WHAT TO WORK ON =>
Reproduce verbatim every line of the entries below, starting from the line containing "Target: stack of white sack" and continuing down to the final line of the entries, both included.

Entries from a pointing dataset:
★ ★ ★
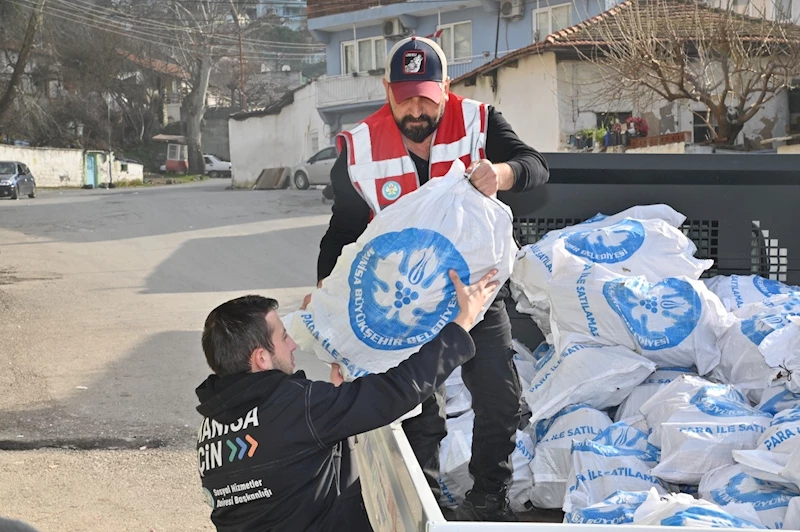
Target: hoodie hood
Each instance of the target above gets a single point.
(225, 399)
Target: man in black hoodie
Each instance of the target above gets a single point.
(271, 449)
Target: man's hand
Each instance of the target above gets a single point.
(336, 375)
(472, 298)
(489, 177)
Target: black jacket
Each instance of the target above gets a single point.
(269, 446)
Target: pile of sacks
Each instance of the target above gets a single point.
(657, 398)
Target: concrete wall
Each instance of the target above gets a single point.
(51, 167)
(282, 139)
(527, 97)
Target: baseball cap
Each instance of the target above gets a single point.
(416, 66)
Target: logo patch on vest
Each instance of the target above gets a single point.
(414, 62)
(401, 295)
(391, 190)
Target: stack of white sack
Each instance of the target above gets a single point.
(629, 411)
(776, 458)
(738, 291)
(730, 484)
(674, 322)
(762, 347)
(454, 457)
(697, 425)
(684, 510)
(600, 468)
(552, 462)
(777, 398)
(626, 243)
(584, 372)
(390, 292)
(617, 509)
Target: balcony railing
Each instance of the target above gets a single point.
★ ★ ★
THE ANSWER =>
Target: stack of white sack
Each instance of the target above gets a single point.
(629, 411)
(776, 458)
(738, 291)
(730, 484)
(674, 322)
(762, 347)
(454, 457)
(697, 425)
(684, 510)
(600, 468)
(552, 462)
(777, 398)
(626, 243)
(584, 372)
(390, 292)
(617, 509)
Target: balcony railing
Each instance of the target above gets a single point.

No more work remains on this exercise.